▶ [Texte fourni]

---

Pétrole nigérian, sang de jésus ou merde du diable ?

Demandons à un Français s’il accepterait que du jour au lendemain on double le prix de l’essence. Ce serait la révolution. Doublons le prix de l’essence au Nigeria, c’est la guerre civile. Pas seulement pour des raisons pétrolières. Mais essentiellement pour cela à l’heure actuelle. Le 1er janvier, le gouvernement a supprimé les subventions au secteur pétrolier qui coûtait 5 % du PNB. Le litre à la pompe est ainsi passé du jour au lendemain de 0,30 à 0,66 euros. LE MONDE trouve cette mesure « excellente »* car la subvention profitait d’abord aux classes urbaines fortunées. Les églises chrétiennes ont qualifié d’« immorale » cette décision du gouvernement qui pèse de façon disproportionnée sur les plus pauvres. Qui a raison ?

Les subventions au pétrole représentaient quatre fois le budget de la santé. N’y avait-il pas là une anomalie ? Le FNUAP (Fonds des Nations unies pour la population) dit que l’usage des contraceptifs s’améliore. Fait-on suffisamment dans un pays de 160 millions d’habitants ? Le Nigeria compte autant de chrétiens que de musulmans ? Quelle partie de la rente pétrolière a été consacrée à la diminution des tensions ethniques ? La majorité des Nigérians vivent avec moins de deux dollars par jour. A-t-on besoin de pétrole à ce niveau de revenu ? Ils percent les pipelines pour se le procurer. Dès fois ça explose. Est-ce une société durable ?

---

▶ [Jeu de données]

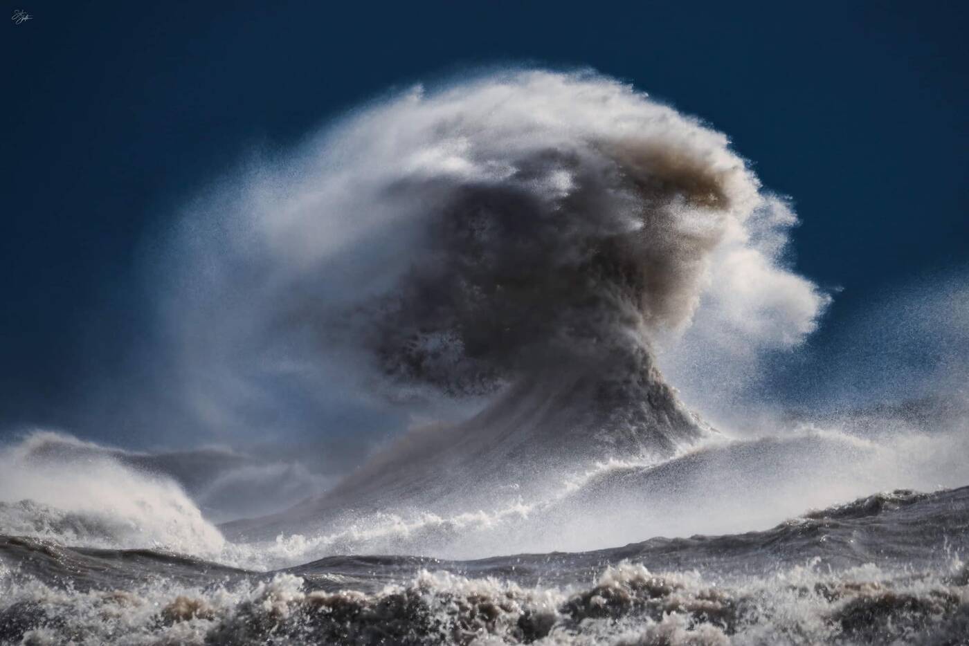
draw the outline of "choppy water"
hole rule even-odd
[[[3,643],[969,643],[969,487],[766,532],[255,572],[4,537]]]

---

▶ [Travail à réaliser]
[A] D'après le texte sur le pétrole nigérian, comment le prix du litre à la pompe a-t-il évolué du jour au lendemain ?
[B] Extrayez du texte sur le pétrole nigérian le passage allant de « Les subventions au pétrole » à « une société durable ? ».

▶ [Solutions ordonnées]
[A] Il est passé de 0,30 à 0,66 euros.

[B]
Les subventions au pétrole représentaient quatre fois le budget de la santé. N’y avait-il pas là une anomalie ? Le FNUAP (Fonds des Nations unies pour la population) dit que l’usage des contraceptifs s’améliore. Fait-on suffisamment dans un pays de 160 millions d’habitants ? Le Nigeria compte autant de chrétiens que de musulmans ? Quelle partie de la rente pétrolière a été consacrée à la diminution des tensions ethniques ? La majorité des Nigérians vivent avec moins de deux dollars par jour. A-t-on besoin de pétrole à ce niveau de revenu ? Ils percent les pipelines pour se le procurer. Dès fois ça explose. Est-ce une société durable ?